Records to use:
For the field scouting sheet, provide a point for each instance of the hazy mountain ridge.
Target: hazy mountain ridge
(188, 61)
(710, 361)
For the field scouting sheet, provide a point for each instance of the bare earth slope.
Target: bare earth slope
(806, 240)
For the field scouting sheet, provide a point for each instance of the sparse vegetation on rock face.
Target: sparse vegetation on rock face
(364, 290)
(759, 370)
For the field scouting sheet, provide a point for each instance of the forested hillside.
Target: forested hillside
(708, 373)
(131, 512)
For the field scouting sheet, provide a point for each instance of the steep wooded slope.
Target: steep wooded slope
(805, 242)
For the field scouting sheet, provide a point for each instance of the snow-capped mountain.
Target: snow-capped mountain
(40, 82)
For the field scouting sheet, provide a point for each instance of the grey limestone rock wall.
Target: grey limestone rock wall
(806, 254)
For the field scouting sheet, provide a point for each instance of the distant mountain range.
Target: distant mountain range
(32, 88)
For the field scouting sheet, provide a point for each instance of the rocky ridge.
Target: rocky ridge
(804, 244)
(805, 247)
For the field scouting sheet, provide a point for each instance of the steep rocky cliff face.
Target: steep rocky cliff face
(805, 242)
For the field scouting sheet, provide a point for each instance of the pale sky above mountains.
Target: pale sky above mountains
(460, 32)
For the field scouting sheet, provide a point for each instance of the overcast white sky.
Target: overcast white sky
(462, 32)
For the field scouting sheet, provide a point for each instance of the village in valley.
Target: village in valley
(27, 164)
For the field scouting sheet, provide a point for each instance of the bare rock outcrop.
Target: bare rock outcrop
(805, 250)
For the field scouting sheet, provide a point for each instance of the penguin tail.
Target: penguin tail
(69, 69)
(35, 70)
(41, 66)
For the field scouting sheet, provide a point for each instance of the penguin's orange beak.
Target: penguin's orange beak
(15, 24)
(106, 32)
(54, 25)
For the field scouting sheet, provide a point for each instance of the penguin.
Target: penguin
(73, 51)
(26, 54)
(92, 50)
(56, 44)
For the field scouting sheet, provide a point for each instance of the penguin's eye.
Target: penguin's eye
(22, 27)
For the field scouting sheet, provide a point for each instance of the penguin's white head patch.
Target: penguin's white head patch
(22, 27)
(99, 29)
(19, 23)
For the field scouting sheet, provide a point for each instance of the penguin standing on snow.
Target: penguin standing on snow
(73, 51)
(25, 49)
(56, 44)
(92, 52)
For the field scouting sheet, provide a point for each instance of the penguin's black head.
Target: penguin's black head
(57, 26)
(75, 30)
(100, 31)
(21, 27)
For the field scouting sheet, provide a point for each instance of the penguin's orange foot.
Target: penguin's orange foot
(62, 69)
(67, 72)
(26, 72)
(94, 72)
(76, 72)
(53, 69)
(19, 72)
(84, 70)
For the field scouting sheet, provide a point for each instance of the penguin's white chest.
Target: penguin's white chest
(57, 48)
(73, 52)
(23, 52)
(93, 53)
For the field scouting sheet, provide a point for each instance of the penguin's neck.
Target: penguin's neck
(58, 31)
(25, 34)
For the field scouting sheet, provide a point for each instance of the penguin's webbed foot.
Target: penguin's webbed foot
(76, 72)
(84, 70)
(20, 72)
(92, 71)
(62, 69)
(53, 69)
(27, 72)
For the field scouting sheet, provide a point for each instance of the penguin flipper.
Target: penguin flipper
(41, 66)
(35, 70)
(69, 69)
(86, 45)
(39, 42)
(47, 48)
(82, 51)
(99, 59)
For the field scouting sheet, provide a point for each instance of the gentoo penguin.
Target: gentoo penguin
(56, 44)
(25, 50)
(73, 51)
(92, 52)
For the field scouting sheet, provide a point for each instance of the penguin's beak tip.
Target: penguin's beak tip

The request:
Beginning at the line that contains "the gentoo penguin." and continuing through the end of the material, write out those lines again, requests included, and shift every point coordinate in the answers by -60.

Solved problem:
For the field scouting sheet, provide a point for each instance of the gentoo penguin.
Target: gentoo penguin
(-4, -16)
(-35, -10)
(13, -9)
(32, -8)
For the field scouting sheet, provide a point for each instance of the penguin's beak tip.
Target: penguin's beak tip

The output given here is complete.